▶ PROMPT 1
Return the stretch of the film review from "Starring Jean Dujardin, Bérénice" through "of sound cinema." word for word.

## Begin ARTICLE

The Artist, 2011.
Directed by Michel Hazanavicius.
Starring Jean Dujardin, Bérénice Bejo, John Goodman, James Cromwell, Penelope Anne Miller, Missi Pyle, Malcolm McDowell and Uggie.
SYNOPSIS:
George Valentin, a star of the silent era, faces the dawn of sound cinema.
Silent films are easy enough to watch at home. Chaplin has recently had another box set released for Christmas and the Laurel and Hardy collection permanently lingers around the gift idea sections of HMV. Their quality gets them through the distractions of home viewing, but it’s nothing like experiencing silence in the cinema.
Such opportunities are rare. Not counting University screenings, I’ve only ever seen two in a theatre – a Chaplin short film marathon a couple of Christmases ago at the BFI, and Keaton’s The General at the Prince Charles a few months back. The novelty is so overwhelming that, after a while, you forget it’s a novelty; you forget what you’re watching is a silent film. It’s simply a film, like any other.

## End ARTICLE

▶ PROMPT 2
Retype all of the records below without changing a single character.

## Begin EXTRACTED ENTRIES

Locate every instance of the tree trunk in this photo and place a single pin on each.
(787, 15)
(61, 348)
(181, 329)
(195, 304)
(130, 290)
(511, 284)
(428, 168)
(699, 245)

## End EXTRACTED ENTRIES

▶ TASK SOLUTION 1
Starring Jean Dujardin, Bérénice Bejo, John Goodman, James Cromwell, Penelope Anne Miller, Missi Pyle, Malcolm McDowell and Uggie.
SYNOPSIS:
George Valentin, a star of the silent era, faces the dawn of sound cinema.

▶ TASK SOLUTION 2
Locate every instance of the tree trunk in this photo and place a single pin on each.
(787, 15)
(61, 348)
(181, 329)
(195, 304)
(130, 290)
(511, 284)
(428, 168)
(699, 245)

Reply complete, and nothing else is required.